- _Die Aufgabenstellung_: Übertragen Sie aus der folgenden Auflistung unverändert nur die Zeilen zwischen der Zeile mit „like (176, 305).“ und der Zeile mit „(289, 1206)“, beide einschließlich.

- _Die Eingabe_:
╔══
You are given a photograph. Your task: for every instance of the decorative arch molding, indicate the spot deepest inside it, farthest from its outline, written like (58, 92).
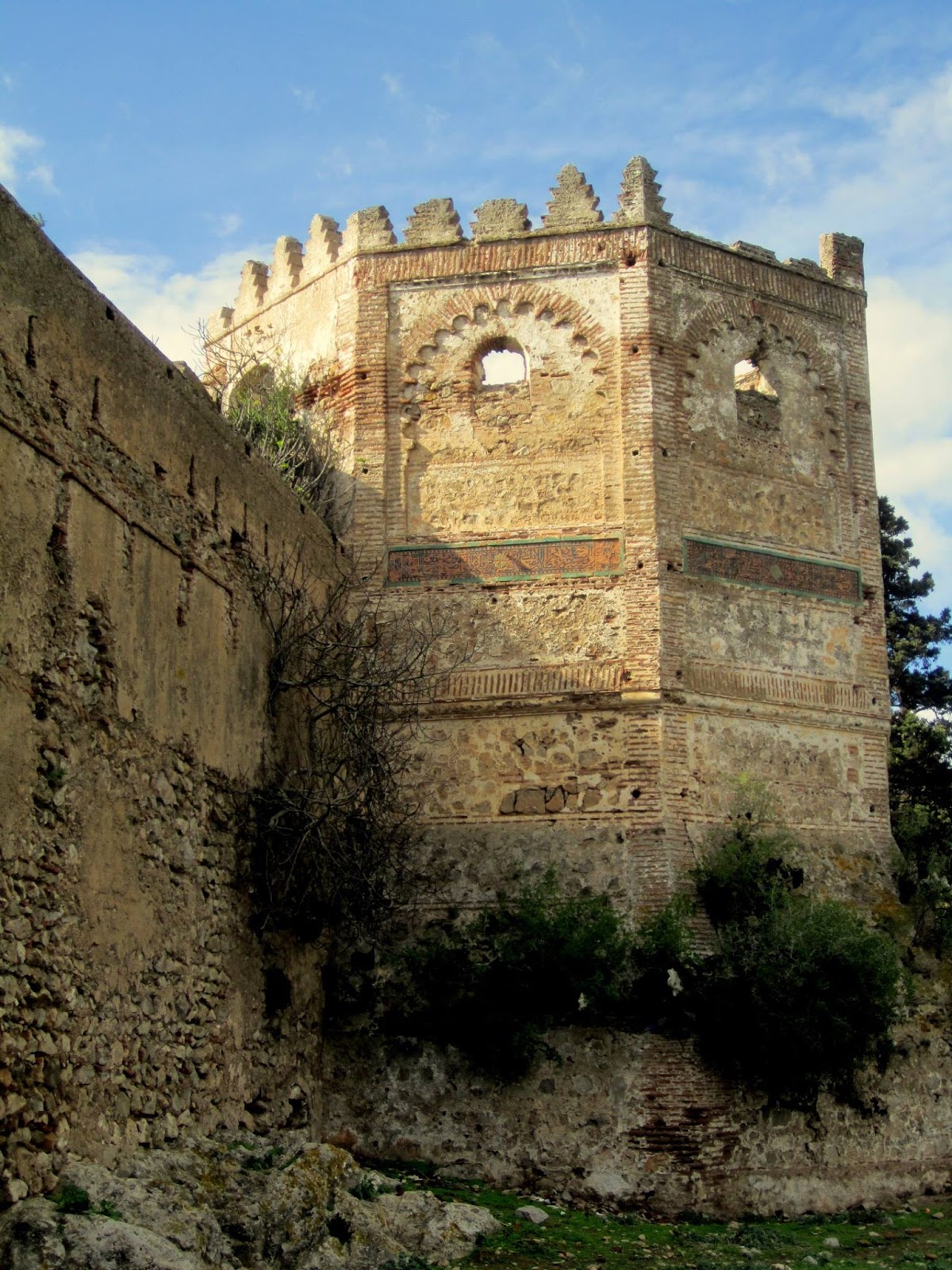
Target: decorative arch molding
╚══
╔══
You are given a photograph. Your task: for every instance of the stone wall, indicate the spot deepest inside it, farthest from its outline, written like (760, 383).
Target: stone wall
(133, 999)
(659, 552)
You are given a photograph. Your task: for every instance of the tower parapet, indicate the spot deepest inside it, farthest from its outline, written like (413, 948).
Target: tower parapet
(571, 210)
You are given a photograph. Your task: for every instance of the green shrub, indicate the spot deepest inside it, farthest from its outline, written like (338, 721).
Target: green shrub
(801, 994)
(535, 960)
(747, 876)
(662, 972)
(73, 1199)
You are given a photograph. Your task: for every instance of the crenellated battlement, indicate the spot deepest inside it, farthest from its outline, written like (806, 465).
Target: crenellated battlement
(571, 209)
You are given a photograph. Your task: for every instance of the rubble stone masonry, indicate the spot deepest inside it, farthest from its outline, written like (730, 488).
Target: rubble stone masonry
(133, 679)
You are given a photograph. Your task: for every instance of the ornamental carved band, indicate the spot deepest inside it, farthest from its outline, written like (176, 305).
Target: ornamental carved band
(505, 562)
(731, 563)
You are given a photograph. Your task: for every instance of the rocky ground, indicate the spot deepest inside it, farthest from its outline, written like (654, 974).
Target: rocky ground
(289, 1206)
╚══
╔══
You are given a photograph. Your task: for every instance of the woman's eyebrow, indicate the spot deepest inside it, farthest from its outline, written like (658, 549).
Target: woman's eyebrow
╚══
- _Bearbeitete Aufgabe_:
You are given a photograph. Your task: for every instance of the ornamental carved band, indicate the spot deepest inside it, farthest from its outline, written like (176, 305).
Target: ornamental carved band
(505, 562)
(731, 563)
You are given a photograph. Your task: for every instance of the rocky ground, indicate the spot deepest inside it, farthest from its outline, written like (654, 974).
Target: rocky ground
(289, 1206)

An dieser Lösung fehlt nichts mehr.